**Excerpted passage:**
-------------------------
Refugee: K'naan and the call to humanise the struggle of millions
For many, home is a word merely describing your country or region of origin. A place you are expected to live in peace, enjoy familial ties and build communal relationships. A place that allows you to lead a dignified life and accords you the opportunity to earn a decent livelihood. A place you are free to leave and return as you wish...
Yet this isn’t always the case. According to statistics from the United Nations High Commissioner for Refugees (UNHCR), at the end of 2022, 108.4 million people worldwide were forcibly displaced from their homes. Reasons for displacement vary from persecution, conflict, violence, human rights violations to events seriously disturbing public order.
UNHCR says that out of this number, nearly 35.3 million are refugees who have sought safety in other countries. But as any refugee will tell you, reaching new shores away from violence doesn’t always guarantee peace of mind.
Living in a foreign country presents a new set of problems for asylum seekers, key among them the issue of identity. This is something that Canada-based Somali musician K'naan is all too familiar with and explores it on his new single ‘Refugee’.
The song, whose video was released during World Refugee Day on 20 June, wants to help restore humanity and reinstate a sense of pride among this group of people, who are often weighed down by feelings of hopelessness, grief, longing – and worse, the inability to tell who they are any more.
Commenting about the song, K'naan says: “Growing up, every time someone called me a refugee, I recoiled. [This is why] I wanted to flip the meaning of the word, and make it something that people will wear proudly.”
Forced to flee Somalia at a young age as the civil war raged on, K'naan temporarily found refuge in Kenya before ending up in Canada. A refugee may find the comfort and security his homeland could not offer but the feeling of alienation lingers on, creeping up and depriving the chance to find true inner peace. This is not helped by hostilities, implicit or explicit, sometimes directed at people in the face of rising ultranationalism.
-------------------------
**Stored rows:**
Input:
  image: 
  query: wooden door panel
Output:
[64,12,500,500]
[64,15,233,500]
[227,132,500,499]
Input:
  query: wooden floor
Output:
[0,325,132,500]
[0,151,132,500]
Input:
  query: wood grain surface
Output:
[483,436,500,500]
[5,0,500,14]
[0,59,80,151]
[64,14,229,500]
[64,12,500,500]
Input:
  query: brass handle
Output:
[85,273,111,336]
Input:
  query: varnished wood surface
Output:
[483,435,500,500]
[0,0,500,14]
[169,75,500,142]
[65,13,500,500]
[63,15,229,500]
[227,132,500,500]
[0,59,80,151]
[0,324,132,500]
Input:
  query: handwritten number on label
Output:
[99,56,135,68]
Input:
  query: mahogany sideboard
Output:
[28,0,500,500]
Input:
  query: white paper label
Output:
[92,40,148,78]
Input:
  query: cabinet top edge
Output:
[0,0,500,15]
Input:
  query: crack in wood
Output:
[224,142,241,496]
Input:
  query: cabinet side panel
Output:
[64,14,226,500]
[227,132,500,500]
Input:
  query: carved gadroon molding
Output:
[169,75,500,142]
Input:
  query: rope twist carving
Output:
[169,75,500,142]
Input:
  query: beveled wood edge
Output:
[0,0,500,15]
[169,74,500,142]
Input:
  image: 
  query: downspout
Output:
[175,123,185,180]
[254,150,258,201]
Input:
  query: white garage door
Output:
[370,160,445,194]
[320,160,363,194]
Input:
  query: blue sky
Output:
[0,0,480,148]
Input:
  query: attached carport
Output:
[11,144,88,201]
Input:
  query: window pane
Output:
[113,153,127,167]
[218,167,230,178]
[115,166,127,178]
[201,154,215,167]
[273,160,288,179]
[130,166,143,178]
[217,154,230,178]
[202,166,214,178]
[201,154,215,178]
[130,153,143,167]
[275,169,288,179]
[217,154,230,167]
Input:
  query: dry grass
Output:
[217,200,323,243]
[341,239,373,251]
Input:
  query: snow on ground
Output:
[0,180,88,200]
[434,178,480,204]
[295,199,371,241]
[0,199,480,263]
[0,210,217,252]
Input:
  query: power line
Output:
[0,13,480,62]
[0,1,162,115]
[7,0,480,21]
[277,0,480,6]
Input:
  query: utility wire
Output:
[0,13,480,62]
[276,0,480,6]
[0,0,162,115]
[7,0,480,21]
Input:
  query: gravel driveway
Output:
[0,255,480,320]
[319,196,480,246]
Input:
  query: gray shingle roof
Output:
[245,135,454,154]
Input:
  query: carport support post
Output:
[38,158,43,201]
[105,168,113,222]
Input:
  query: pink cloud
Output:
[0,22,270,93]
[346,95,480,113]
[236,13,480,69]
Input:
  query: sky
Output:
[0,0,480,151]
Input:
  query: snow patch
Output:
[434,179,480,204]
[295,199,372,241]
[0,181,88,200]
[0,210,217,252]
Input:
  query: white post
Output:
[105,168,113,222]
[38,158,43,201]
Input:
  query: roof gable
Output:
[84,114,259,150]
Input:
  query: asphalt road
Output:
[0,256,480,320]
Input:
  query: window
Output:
-------------------------
**Task list:**
a) Print the passage of the K'naan refugee article from "Refugee: K'naan and" to "as you wish...".
b) List the reasons for displacement that the K'naan refugee article names.

**Answers:**
a)
Refugee: K'naan and the call to humanise the struggle of millions
For many, home is a word merely describing your country or region of origin. A place you are expected to live in peace, enjoy familial ties and build communal relationships. A place that allows you to lead a dignified life and accords you the opportunity to earn a decent livelihood. A place you are free to leave and return as you wish...

b)
- persecution
- conflict
- violence
- human rights violations
- events seriously disturbing public order